■ Aim of the exercise
Revise the passage on light-inducible gene expression from "In vitro studies" to "of gene expression.", putting "constant illumination" in place of "continuous illumination".

LightOn print on a cell monolayer through light-controlled expression of mCherry. Image courtesy of Yi Yang, East China University of Science and Technology, Shanghai, China.

Writing in Nature Methods, Wang et al. describe a new technique to spatiotemporally manipulate gene expression with a synthetic, light-inducible activator of transcription.

To achive light-inducible gene expression, the authors made use of the small photosensitive protein vivid (VVD). VVD contains a light, oxygen or voltage (LOV) domain, which dimerizes in response to blue light. VVD was coupled to a fragment of the transcription factor Gal4 termed Gal4(65), which comprised a DNA-binding domain but lacked a dimerization domain and, thus, was unable to bind its cognate DNA sequence. Following fusion of Gal4(65) with VVD, light-controlled LOV dimerization allowed Gal4(65) dimerization and DNA binding. Next, the transactivation domain of the transcription factor p65 was added to the Gal4(65)–VVD construct to generate a synthetic protein (termed GAVPO) that can be induced by blue light to initiate transcription of genes containing Gal4-binding sites in their promoter region. This transactivator–promoter transgene system was named LightOn.

In vitro studies showed that the level of gene expression induced by the LightOn system was comparable to that driven by the human cytomegalovirus (HCMV) early promoter. LightOn-regulated genes could be activated by both continuous illumination and repeated short light pulses. Moreover, the kinetics of LightOn-controlled gene expression depended on the strength and duration of cell illumination, with 30 minutes of illumination being sufficient for the expression of a reporter protein. Interestingly, the half-life of the activated GAVPO was estimated to be 2 hours, which allows tight temporal control of gene expression.

Further analysis showed that the LightOn transgene system can be used to spatiotemporally control gene expression in mice; a GAVPO vector and a Gal4-binding reporter vector were transfected into the livers of mice, and the reporter protein could be traced following exposure of mice to illumination. In addition, more localized gene expression could be achieved with the use of optical fibres. Finally, in a preliminary disease model, regulation of LightOn-controlled insulin expression by blue light illumination successfully reduced blood glucose levels in diabetic mice.

Based on their findings, the authors suggest that the fast kinetics, high transcriptional activity and reversibility of the LightOn gene expression system render it a powerful tool.

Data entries

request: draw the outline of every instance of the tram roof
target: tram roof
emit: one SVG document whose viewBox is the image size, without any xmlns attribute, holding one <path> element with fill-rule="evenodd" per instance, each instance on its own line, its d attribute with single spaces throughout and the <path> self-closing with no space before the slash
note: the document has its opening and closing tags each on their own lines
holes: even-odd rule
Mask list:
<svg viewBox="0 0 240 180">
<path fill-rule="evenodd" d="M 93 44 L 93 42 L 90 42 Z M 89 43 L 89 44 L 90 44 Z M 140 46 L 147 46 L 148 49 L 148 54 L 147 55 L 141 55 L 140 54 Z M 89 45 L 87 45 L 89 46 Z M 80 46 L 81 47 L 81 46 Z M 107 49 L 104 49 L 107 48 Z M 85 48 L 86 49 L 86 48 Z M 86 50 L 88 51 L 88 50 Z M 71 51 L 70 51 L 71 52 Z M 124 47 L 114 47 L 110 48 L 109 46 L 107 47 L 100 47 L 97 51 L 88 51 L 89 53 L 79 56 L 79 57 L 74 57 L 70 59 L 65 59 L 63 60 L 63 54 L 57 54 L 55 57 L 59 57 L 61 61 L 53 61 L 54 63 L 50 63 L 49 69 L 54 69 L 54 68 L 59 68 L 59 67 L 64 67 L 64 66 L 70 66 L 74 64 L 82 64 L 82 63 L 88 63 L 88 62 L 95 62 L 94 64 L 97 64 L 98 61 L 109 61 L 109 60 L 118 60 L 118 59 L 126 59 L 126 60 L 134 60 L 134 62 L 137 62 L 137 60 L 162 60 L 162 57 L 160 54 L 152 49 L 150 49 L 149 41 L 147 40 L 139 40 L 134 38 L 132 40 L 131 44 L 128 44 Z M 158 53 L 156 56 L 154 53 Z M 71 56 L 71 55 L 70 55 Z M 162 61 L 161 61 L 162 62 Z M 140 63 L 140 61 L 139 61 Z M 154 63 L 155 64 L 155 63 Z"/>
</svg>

■ Written answer
In vitro studies showed that the level of gene expression induced by the LightOn system was comparable to that driven by the human cytomegalovirus (HCMV) early promoter. LightOn-regulated genes could be activated by both constant illumination and repeated short light pulses. Moreover, the kinetics of LightOn-controlled gene expression depended on the strength and duration of cell illumination, with 30 minutes of illumination being sufficient for the expression of a reporter protein. Interestingly, the half-life of the activated GAVPO was estimated to be 2 hours, which allows tight temporal control of gene expression.